- _WORK INSTRUCTION_
Go through the lines of the material and tally those with the string "bokeh"; reply with the number alone.

- _AVAILABLE RECORDS_
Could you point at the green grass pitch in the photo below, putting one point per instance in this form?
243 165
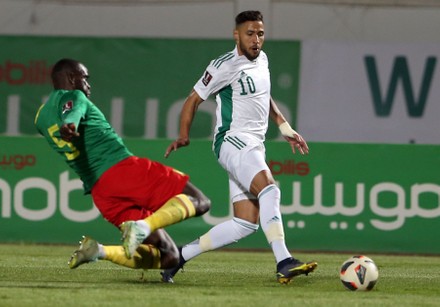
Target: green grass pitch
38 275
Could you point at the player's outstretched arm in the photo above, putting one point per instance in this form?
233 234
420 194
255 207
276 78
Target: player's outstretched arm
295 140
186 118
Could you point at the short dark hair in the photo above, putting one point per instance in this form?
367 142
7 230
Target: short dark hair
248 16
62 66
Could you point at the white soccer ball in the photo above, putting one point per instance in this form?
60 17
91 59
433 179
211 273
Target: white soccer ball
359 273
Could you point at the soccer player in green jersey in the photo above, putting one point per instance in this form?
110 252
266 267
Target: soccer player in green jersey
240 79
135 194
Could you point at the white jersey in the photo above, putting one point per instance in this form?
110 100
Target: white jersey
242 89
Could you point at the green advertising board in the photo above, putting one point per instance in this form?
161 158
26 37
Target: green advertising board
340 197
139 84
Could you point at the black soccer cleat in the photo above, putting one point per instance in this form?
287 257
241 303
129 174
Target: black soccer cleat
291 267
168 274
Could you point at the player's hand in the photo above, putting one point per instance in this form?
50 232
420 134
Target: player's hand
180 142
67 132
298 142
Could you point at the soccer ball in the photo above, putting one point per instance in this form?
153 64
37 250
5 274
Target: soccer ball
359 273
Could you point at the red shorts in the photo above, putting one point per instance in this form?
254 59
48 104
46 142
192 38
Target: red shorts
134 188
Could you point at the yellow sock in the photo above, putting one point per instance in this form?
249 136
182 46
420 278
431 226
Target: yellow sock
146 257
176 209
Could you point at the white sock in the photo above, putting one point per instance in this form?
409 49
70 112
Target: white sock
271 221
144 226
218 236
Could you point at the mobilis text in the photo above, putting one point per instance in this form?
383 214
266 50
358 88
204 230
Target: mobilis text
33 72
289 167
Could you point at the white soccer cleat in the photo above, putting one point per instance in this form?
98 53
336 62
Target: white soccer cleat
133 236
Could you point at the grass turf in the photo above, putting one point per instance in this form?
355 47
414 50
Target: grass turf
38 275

--

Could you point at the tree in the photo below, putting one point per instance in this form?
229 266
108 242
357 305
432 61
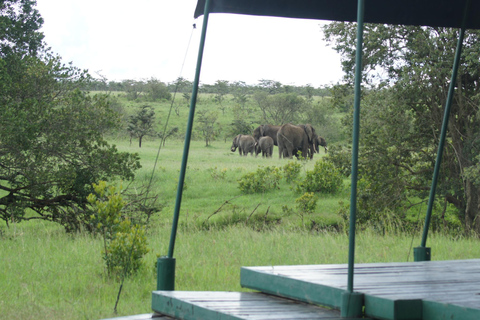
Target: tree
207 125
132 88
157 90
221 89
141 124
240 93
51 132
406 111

---

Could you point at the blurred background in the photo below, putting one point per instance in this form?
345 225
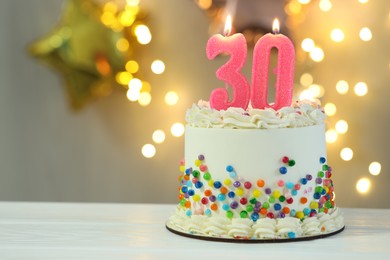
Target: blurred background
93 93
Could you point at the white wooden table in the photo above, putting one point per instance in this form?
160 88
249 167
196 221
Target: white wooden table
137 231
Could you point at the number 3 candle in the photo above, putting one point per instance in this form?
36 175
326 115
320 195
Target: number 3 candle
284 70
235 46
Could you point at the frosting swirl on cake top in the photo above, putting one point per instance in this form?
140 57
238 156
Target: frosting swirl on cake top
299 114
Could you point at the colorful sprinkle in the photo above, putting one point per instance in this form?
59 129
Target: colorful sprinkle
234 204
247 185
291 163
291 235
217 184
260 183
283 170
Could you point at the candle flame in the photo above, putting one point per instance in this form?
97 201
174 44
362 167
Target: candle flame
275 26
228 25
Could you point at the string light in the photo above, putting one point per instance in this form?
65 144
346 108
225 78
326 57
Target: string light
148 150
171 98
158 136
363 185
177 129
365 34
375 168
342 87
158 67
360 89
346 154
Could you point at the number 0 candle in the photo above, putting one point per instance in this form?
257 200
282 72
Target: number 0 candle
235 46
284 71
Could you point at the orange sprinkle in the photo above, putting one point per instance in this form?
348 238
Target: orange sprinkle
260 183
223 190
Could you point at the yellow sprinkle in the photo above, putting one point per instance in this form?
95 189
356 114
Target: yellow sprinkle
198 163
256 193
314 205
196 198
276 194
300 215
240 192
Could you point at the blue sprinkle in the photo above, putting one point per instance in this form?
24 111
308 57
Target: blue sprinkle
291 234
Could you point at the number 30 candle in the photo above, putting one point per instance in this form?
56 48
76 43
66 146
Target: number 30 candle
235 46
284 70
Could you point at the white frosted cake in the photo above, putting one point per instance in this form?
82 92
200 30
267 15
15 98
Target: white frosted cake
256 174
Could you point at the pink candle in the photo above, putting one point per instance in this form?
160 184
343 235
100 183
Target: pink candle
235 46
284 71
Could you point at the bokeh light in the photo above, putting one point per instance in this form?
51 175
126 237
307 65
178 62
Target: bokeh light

- _TASK RESULT_
2